**Reading text:**

= Beginning of Section =

Jealousy husband caned for haunting wife

Aug 16, 2020

To crown the GBV, one-day Besweri came out of the bathroom with a basin half full of used tea brown coloured water. He splashed the dirty water on Ikiringi’s face as she was preparing the vegetable sauce.

The Gender-Based Violence (GBV) case involving Besweri Opio 39 and his wife Florence Ikiringi 33 hit headlines and became the talk of the village paths and pot beer parties. Eyebrows raised in shock in Kapokin village based in Kumi district. Wherever the perpetrator passes jokes are cracked about his behaviour.

"It took me by surprise to learn that when I went to fetch water, my husband Besweri always stalked me, he suspected that I was having a secret love affair," narrates Ikiring. "I would be hit by stones on the buttocks. When I checked for the source, in the bushes and trees - there was none.

Initially, Ikiringi suspected it might be some jinni (evil spirit) following her every move. A traditional healer said it was her dead grandmother's ghost because she loved her so much before she passed on in 2018. She never went for burial. They needed a black sheep to be sacrificed and lots of ajon (millet beer.)

"Amucalat (my wife) did I not tell you to stop going to the well with other women?" asked angry Besweri in a deep baritone.

Besweri Opio and his wife Ikiringi are so intimate after they were counselled. (Photo by Titus Kakembo)


"It is because I am always hit by stones from nowhere!" answered Ikiringi. "That is why I went with other people for my protection."

Shortly after the interrogation, while cleaning the house Ikiringi was hit again by stones. She suspected her husband to be raining stones at her.

To crown the GBV, one-day Besweri came out of the bathroom with a basin half full of used tea brown coloured water. He splashed the dirty water on Ikiringi's face as she was preparing the vegetable sauce for dinner. This was followed by a package of insults.

Ikiringi reported her ordeal to LC one Martin Opio. He notified him about leaving her marital home. 

To cut the long story short, after a month Besweri went dragging himself on his knees for Amucalalt to return. 

"Amucalat come and look after our children," begged Besweri. "The children need your love, care and attention. Being a Bodaboda rider, I come back home to find them hungry, dirty and sleeping hungry'."

Ikiringi plays with the children. Her and her husband were mediated and counselled in Kumi by a community activist. (Photo by Titus Kakembo)


Ikiringi said she would not return unless Besweri promised to change and pay a fine of his choice for the Violence she had gone through. The elders were summoned and he was challenged to choose the punishment befitting the torture he had put his wife through.

= End of Section =

**Provided records:**
= Beginning of Section =

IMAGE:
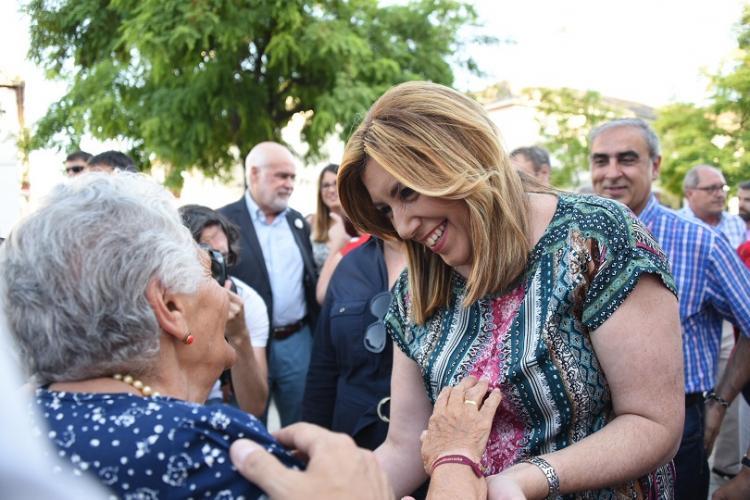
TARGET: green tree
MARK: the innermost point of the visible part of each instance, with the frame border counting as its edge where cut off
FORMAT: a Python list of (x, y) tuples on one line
[(689, 135), (198, 83), (565, 117), (731, 107), (716, 133)]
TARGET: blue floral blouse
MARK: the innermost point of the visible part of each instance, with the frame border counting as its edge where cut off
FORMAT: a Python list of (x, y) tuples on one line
[(153, 448)]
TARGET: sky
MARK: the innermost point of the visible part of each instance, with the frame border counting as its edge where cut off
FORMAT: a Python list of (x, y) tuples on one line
[(654, 52), (650, 51)]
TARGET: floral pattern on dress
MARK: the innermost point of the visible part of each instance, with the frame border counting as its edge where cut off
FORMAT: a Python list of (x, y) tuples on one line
[(153, 448), (533, 342)]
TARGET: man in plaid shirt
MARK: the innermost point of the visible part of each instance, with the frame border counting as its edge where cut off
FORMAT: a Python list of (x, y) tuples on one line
[(712, 282)]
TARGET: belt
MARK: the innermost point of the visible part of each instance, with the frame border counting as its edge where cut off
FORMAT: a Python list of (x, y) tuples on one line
[(282, 332), (693, 398)]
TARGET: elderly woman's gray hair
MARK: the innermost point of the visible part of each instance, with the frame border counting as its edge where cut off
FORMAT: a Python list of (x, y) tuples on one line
[(73, 276)]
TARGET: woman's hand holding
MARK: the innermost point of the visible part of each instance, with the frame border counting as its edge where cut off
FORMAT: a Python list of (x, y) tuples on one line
[(338, 238), (461, 422), (500, 487), (736, 489), (714, 416), (337, 468)]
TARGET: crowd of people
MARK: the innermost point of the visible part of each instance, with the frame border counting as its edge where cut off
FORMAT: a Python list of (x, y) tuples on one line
[(447, 324)]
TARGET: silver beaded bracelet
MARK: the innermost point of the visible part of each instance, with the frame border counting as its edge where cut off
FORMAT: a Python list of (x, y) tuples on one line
[(549, 472)]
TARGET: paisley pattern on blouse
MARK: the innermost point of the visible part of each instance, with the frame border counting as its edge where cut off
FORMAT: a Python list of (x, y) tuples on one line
[(534, 342)]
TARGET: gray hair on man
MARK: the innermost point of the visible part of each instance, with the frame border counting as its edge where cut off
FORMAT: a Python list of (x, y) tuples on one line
[(539, 157), (74, 274), (652, 141), (692, 176)]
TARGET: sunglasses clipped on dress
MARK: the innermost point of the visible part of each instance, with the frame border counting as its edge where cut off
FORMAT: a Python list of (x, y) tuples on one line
[(375, 336)]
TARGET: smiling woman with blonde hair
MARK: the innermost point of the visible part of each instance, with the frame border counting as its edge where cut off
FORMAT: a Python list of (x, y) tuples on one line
[(563, 303)]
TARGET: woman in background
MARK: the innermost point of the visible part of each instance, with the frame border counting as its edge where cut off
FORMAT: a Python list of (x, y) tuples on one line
[(248, 384), (348, 385), (328, 228)]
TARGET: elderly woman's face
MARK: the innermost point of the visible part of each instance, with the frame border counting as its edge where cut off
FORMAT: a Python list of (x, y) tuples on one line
[(207, 318)]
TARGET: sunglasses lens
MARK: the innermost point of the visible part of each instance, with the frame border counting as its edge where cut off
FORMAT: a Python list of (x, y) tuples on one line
[(379, 304), (375, 337)]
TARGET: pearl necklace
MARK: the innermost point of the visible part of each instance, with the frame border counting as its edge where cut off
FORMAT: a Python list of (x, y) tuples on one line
[(145, 390)]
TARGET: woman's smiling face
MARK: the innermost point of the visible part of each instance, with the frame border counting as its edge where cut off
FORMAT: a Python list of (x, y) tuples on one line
[(440, 224)]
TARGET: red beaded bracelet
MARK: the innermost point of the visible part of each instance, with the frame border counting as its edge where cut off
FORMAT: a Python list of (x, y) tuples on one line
[(457, 459)]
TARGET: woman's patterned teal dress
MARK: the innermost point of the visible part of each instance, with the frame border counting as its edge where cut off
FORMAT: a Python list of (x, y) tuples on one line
[(534, 341)]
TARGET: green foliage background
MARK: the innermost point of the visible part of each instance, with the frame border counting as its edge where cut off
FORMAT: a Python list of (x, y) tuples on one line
[(716, 133), (198, 83)]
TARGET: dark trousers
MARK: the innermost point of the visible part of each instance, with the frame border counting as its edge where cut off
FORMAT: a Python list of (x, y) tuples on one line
[(691, 461)]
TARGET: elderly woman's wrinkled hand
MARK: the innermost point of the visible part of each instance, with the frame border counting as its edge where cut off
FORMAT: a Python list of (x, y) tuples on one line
[(236, 329), (461, 422), (337, 468)]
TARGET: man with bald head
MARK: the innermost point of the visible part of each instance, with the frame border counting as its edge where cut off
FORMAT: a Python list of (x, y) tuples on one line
[(276, 260), (706, 190), (712, 282)]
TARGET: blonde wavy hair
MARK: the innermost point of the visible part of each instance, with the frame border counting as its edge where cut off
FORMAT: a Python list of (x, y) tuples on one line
[(442, 144)]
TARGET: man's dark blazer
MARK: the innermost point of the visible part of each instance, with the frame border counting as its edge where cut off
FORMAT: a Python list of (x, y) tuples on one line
[(251, 267)]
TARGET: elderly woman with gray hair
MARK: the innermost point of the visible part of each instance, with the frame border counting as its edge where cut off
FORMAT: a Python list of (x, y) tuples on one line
[(118, 318)]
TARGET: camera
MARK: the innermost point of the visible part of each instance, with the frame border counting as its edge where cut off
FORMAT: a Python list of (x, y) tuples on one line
[(219, 267)]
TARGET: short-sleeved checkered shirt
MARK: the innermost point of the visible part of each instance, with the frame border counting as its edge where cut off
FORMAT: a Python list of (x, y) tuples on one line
[(713, 284)]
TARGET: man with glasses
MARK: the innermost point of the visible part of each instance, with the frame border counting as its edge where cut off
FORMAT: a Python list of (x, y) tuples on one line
[(75, 163), (712, 282), (276, 260), (706, 193), (705, 190)]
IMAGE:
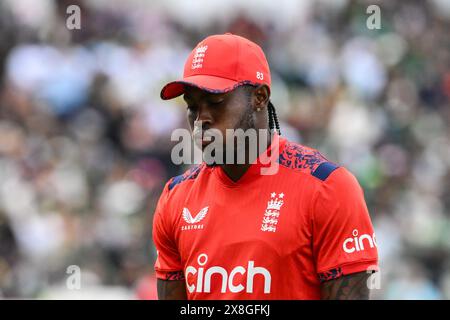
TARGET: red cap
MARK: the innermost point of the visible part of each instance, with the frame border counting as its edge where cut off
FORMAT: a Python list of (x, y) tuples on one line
[(220, 63)]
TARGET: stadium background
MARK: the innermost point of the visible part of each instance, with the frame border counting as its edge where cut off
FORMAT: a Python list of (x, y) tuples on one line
[(85, 139)]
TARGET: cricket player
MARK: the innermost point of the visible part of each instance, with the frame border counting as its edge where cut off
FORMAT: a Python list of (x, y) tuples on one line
[(232, 231)]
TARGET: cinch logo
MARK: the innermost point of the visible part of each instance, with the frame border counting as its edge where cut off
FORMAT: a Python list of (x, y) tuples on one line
[(204, 276), (356, 243)]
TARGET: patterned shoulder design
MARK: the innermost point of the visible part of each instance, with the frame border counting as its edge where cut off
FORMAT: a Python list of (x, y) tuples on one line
[(298, 157), (192, 173)]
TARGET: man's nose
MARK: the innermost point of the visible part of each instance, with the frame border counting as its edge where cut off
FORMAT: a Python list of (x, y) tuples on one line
[(204, 116)]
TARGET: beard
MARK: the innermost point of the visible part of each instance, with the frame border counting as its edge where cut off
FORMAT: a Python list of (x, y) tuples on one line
[(245, 122)]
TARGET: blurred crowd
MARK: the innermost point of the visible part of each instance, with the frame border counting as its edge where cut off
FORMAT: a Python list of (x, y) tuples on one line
[(85, 139)]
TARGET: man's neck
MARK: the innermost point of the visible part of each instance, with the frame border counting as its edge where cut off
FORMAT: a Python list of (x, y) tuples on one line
[(236, 171)]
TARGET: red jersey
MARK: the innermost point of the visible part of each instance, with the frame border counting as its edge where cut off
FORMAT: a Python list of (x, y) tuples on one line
[(265, 236)]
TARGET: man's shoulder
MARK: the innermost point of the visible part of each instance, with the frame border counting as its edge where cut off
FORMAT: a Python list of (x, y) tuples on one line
[(300, 158)]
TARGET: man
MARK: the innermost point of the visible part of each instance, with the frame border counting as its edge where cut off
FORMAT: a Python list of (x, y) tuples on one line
[(228, 231)]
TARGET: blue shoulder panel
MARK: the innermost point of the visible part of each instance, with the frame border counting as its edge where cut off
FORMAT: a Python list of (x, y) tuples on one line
[(324, 170)]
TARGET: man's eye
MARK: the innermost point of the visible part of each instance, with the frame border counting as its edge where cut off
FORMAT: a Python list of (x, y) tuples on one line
[(216, 102)]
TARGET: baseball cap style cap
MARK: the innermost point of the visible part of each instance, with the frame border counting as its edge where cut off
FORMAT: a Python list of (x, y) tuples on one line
[(219, 64)]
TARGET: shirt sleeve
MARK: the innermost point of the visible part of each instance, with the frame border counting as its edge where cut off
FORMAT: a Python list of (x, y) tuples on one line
[(168, 262), (343, 236)]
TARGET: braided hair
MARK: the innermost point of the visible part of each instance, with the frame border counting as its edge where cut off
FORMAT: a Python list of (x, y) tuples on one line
[(274, 125)]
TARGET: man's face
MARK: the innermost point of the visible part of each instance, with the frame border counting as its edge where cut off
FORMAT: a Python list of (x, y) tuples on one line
[(219, 111)]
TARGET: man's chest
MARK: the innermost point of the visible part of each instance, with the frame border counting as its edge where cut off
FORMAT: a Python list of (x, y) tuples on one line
[(271, 223)]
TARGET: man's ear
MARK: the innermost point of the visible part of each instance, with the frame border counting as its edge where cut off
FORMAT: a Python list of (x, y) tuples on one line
[(260, 97)]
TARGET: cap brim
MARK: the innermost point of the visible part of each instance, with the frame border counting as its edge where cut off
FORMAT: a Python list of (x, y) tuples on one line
[(208, 83)]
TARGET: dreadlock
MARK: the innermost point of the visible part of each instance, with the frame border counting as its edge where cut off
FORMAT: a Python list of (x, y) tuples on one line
[(274, 125), (273, 118)]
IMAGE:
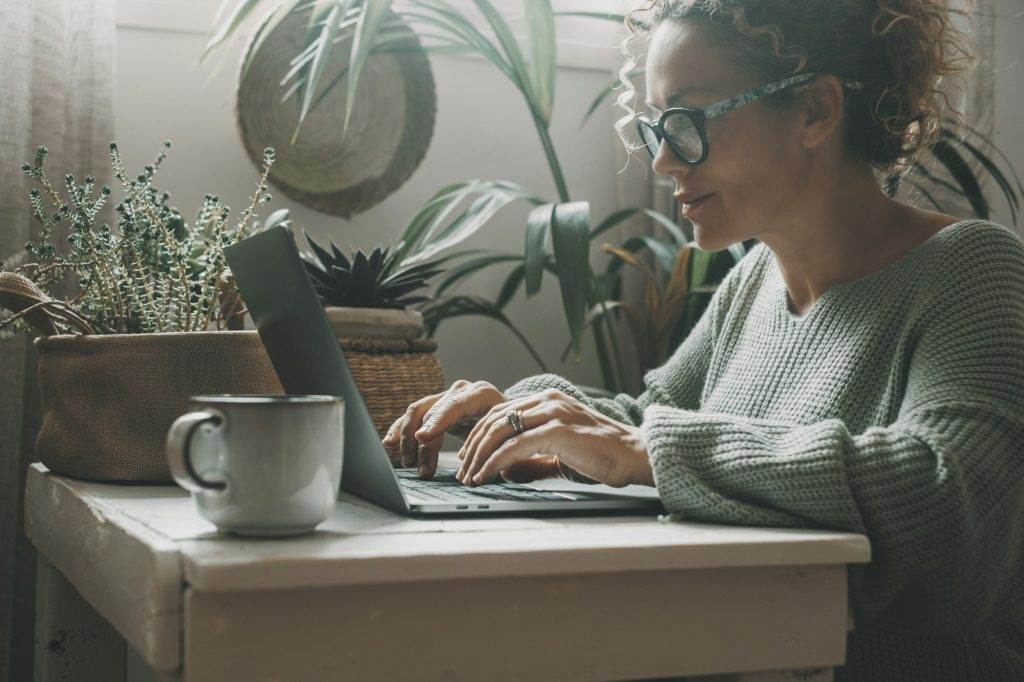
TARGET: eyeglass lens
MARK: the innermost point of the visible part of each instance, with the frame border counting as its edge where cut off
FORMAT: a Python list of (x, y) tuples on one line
[(682, 133)]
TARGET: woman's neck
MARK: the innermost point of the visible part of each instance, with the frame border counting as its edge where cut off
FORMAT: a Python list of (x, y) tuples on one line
[(848, 229)]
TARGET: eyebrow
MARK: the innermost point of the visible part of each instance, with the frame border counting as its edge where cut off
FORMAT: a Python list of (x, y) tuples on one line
[(680, 92)]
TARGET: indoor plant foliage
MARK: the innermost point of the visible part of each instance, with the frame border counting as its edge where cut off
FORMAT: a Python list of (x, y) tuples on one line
[(367, 299), (152, 272), (366, 282), (558, 236), (119, 359)]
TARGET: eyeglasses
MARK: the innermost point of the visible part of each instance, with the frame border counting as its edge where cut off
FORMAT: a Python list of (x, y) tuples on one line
[(686, 130)]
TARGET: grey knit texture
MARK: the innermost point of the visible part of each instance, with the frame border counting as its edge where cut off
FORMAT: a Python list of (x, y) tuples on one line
[(894, 408)]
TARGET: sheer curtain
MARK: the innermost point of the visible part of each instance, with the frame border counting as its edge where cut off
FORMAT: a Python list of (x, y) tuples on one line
[(56, 84)]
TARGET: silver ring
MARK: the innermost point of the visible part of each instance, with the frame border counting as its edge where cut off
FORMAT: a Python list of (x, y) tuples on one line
[(514, 418)]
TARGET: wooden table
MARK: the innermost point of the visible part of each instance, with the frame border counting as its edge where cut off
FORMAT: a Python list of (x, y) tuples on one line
[(134, 585)]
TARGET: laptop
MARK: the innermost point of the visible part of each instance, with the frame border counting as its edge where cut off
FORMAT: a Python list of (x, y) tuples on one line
[(270, 275)]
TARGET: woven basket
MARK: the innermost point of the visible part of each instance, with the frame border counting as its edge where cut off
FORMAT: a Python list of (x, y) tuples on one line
[(110, 399), (392, 373)]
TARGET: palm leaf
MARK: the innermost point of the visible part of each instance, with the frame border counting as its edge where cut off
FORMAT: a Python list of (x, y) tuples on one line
[(458, 306), (569, 242), (220, 33), (541, 26), (957, 167), (538, 227), (324, 43)]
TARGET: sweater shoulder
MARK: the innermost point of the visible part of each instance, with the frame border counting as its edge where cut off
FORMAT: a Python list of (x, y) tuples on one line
[(971, 259)]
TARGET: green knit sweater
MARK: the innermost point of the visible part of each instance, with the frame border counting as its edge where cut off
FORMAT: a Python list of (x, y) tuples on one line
[(894, 408)]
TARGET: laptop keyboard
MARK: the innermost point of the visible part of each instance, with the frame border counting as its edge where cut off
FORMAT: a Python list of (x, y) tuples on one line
[(445, 487)]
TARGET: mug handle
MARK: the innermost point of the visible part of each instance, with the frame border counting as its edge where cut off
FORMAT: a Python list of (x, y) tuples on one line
[(178, 458)]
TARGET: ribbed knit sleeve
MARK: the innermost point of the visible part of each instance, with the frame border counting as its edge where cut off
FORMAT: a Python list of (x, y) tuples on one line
[(939, 492), (688, 365)]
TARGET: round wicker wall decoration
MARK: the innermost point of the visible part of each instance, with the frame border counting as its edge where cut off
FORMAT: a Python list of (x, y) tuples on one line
[(390, 126)]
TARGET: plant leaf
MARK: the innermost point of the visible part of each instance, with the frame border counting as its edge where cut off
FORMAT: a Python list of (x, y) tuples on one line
[(957, 167), (510, 286), (541, 28), (992, 169), (624, 214), (538, 226), (323, 51), (469, 267), (242, 10), (570, 243), (373, 14), (264, 30)]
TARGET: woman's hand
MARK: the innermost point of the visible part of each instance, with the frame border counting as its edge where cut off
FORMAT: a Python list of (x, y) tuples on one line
[(416, 437), (557, 429)]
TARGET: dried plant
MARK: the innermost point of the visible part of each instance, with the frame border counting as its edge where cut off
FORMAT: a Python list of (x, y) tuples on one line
[(154, 272)]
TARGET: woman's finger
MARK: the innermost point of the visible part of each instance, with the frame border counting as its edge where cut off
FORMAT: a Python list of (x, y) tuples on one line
[(500, 434), (414, 414), (454, 407), (535, 467), (515, 450), (497, 418), (427, 464)]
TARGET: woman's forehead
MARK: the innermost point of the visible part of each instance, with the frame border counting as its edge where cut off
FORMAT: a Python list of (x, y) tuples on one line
[(681, 62)]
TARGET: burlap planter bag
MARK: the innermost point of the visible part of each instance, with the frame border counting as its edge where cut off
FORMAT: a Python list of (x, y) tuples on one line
[(391, 374), (109, 399)]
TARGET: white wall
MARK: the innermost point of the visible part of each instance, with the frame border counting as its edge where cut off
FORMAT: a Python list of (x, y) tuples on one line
[(482, 130), (1010, 90)]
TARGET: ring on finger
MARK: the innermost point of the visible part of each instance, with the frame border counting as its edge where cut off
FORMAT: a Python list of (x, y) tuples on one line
[(514, 417)]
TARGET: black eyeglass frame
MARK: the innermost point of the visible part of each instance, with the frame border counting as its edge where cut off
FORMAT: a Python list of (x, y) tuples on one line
[(699, 117)]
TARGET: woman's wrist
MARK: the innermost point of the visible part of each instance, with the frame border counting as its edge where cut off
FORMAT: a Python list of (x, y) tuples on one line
[(642, 472)]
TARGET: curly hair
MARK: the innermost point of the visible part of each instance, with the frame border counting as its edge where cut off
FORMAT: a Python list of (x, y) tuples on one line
[(902, 50)]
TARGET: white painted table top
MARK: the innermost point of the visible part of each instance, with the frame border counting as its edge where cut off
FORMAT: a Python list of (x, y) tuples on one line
[(129, 549)]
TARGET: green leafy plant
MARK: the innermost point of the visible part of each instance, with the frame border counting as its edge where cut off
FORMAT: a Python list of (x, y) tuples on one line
[(153, 271), (559, 236), (366, 282)]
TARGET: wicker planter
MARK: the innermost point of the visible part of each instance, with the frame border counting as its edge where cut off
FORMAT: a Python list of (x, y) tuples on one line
[(109, 399), (391, 367)]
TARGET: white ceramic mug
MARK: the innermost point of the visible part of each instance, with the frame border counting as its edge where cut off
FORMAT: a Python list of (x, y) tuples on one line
[(260, 465)]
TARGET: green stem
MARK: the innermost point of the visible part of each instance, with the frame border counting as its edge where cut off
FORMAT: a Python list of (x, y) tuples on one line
[(549, 151), (607, 374), (537, 357), (615, 356)]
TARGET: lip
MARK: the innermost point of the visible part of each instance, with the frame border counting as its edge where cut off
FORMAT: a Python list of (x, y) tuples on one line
[(689, 205)]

= End of Section =

**Questions to answer:**
**a)** Answer these from the article about Besweri and Ikiringi, one line each:
(i) How old is Florence Ikiringi?
(ii) In which district is Kapokin village?
(iii) What work does Besweri say he does?
**b)** Echo the stretch of the article about Besweri and Ikiringi that begins at the words "To cut the long" and stops after "activist. (Photo by Titus Kakembo)".
**c)** Please write what comes next in the article about Besweri and Ikiringi, picking up after its final sentence.
You won't need the records.

**Answers to each task:**
**a)**
(i) 33
(ii) Kumi district
(iii) He is a Bodaboda rider.

**b)**
To cut the long story short, after a month Besweri went dragging himself on his knees for Amucalalt to return. 

"Amucalat come and look after our children," begged Besweri. "The children need your love, care and attention. Being a Bodaboda rider, I come back home to find them hungry, dirty and sleeping hungry'."

Ikiringi plays with the children. Her and her husband were mediated and counselled in Kumi by a community activist. (Photo by Titus Kakembo)

**c)**
Before lying down, Besweri revealed to those under a tree shade that Ikiringi had cheated on him when he suffered a male dysfunction three months after their marriage. She was dating a certain man who made her pregnant.

"I accepted the son as my own and named him after my father," confided Besweri. "Shortly after, she gave birth to twins who look like me. This made me love Ikiringi even more. Every moment she spends away from me, I imagine a lot of evil…"

Besweri chose 20 strokes of the cane but says the pain was so intense he had to cry in vernacular.

"I do not think the stones I used to shoot her secretly pained her as much," argues Besweri. "What made the canes hurt was, it being done in public and I crying as Ikiringi looked on. But come to think about it - I would do anything to have her back home for our family's sake."

Gender-Based Violence

Figures from the ministry of gender, labour and social development, show that even before COVID-19, there were cases of GBV however, due to the lockdown the figures began to escalate.

According to the ministry, between March 30 and April 28, a total of 3,280 cases of GBV were reported to the police. This is in addition to 283 cases of Violence Against Children.

Speaking at a recent seminar organized by the Knowledge Management and Evidence Response Unit at Makerere University School of Public Health, Dr Richard Idro, the president of the Uganda Medical Association, explained that the increasing cases of violence are due to the fact that many people, especially men, have been disempowered by loss of income.

Subsequently, they are stuck at home where they are unable to provide and are frustrated, which has made them violent.